* [Task directions]
Please copy the entries below word for word, leaving out the pictures.

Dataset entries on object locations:
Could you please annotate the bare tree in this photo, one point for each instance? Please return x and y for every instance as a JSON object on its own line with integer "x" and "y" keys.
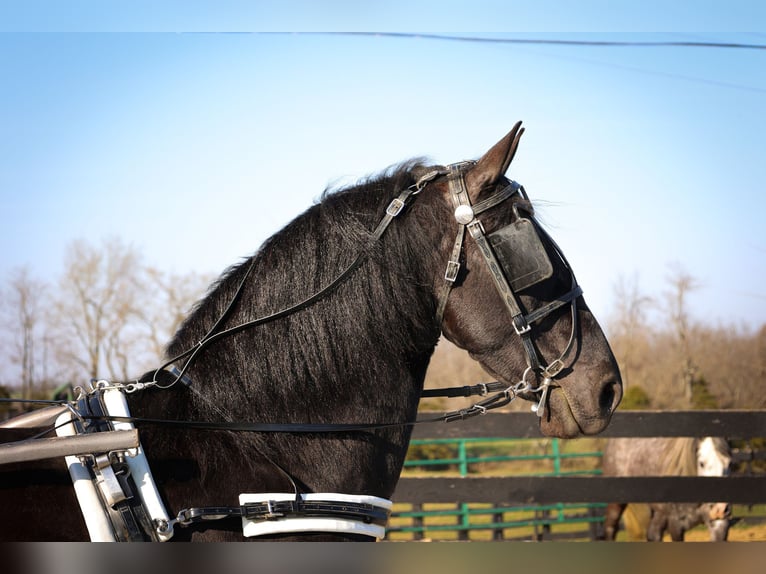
{"x": 630, "y": 329}
{"x": 173, "y": 297}
{"x": 677, "y": 304}
{"x": 23, "y": 307}
{"x": 96, "y": 307}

* [Solved problem]
Could you please annotate the bare tree in this photo, one point for each instance? Please return x and y for every instance as a JSON object on its own line with integer "x" and "y" keys.
{"x": 630, "y": 329}
{"x": 173, "y": 297}
{"x": 677, "y": 304}
{"x": 23, "y": 307}
{"x": 96, "y": 307}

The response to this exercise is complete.